**Work to do**.
• a. List every person's name that appears in the forum thread about drying wood for bowls.
• b. Write out the part of the forum thread about drying wood for bowls that runs from "What % is considered" up to and including "much here. :)", word for word.
• c. Pick up the forum thread about drying wood for bowls after its final sentence and keep it going.

**Document passage**.

These threads just brings up more and more topics for me ...

"Make darn sure your bowl is dry (but not too dry) to start with before you finish it."

I haven't had any problems in the past. Maybe it is because I buy my lumber from a lumber yard as opposed to cutting something down and waiting for it to dry. That doesn't mean that the lumber yard can't have wet wood, but I haven't had any issues yet.

What % is considered "dry". What is % is too dry?

Growing up on a farm - I knew that you couldn't sell cut wheat until it was under 12%, but that doesn't help me much here. :)

Thanks Darren

Reply to
Darren

what about using a larger hole, with a big rubber thingy(I think its called a gasket) at the top, but the rest bigger then the pipe so it wouldnt contract on it?

in article aiiRb.297031$ts4.101805@pd7tw3no, James Barley at snipped-for-privacy@xemaps.com wrote on 1/26/04 4:29 PM:

Reply to
Reyd Dorakeen

"Dry" is a relative term depending, in this case, on use. You can get the bowl too dry and with the application of your finish (again, depending on what you use as to its effects), the wood will swell. You probably won't see a problem in a salad bowl if your wood (different woods behave differently so this is also a "depends" factor) is within a few percentage points of the environmental conditions. Try shipping a walnut bowl with an oil/wax finish from Miami, FL to Pheonix, AZ (or the reverse) and see what happens though. You WILL notice it if you're fitting your wood against an object with differing reactions to moisture, temperature, etc. such as a metal or even some widely differing woods.

**Collected data**.
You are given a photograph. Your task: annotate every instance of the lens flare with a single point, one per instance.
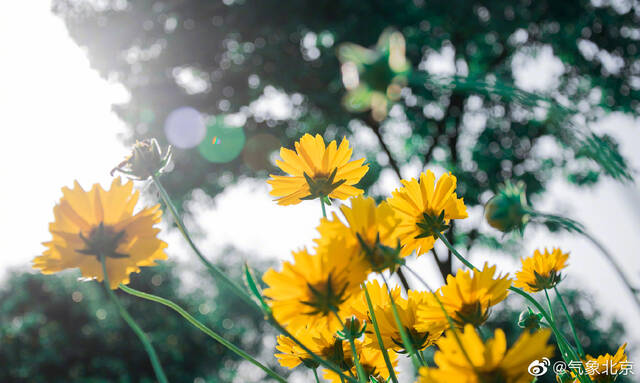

**Expected responses**.
• a. Darren, James Barley, Reyd Dorakeen

• b.
What % is considered "dry". What is % is too dry?

Growing up on a farm - I knew that you couldn't sell cut wheat until it was under 12%, but that doesn't help me much here. :)

• c.
A more common problem along these lines is that of making a wooden bushing for your grinding wheel. If you get the tolerances too tight and make a significant change in environmental moisture such as moving to another location then the wood might swell or contract enough to cause problems in vibration, etc.

An understanding of how wood behaves is nice to have when you start messing with lots of different uses for it. A piece of wood is "dry" when it's moisture content is in equilibrium with the environmental moisture content. The environmental moisture content is different in different parts of the world and is (mostly) changing all of the time.

BTW, I grew up on a farm and now own 2 of them. Your analogy about selling wheat at a certain moisture content doesn't help EXCEPT

1) a little earlier in the scenario.... You have to have your wheat growing in the right conditions ... not too dry or too wet or else you don't get the intended results.

2) and you didn't want to sell your wheat when it was too dry either .... in those conditions where you sold by weight (at least for me and corn) ... a too dry load will loose you money!

- Andrew

Reply to
AHilton

^^^^^^^^^^^^^ I guess I did, Dan, but I hope that does not obscure the intent of my post. The composite material I had in mind is glass cloth and resin, such as used to build boat hulls, cover wooden hulls, build laboratory sinks, and Corvette car bodies. The glass cloth and resin have the same index of refraction when cured, so the fibres do not show at all, but they impart great strength to the material.

Reply to
Leo Lichtman

Why not turn a big bowl and use it as a mold/template/mandrel/form/whatever for a spun copper sink? Might be kinda interesting getting into some metal spinning...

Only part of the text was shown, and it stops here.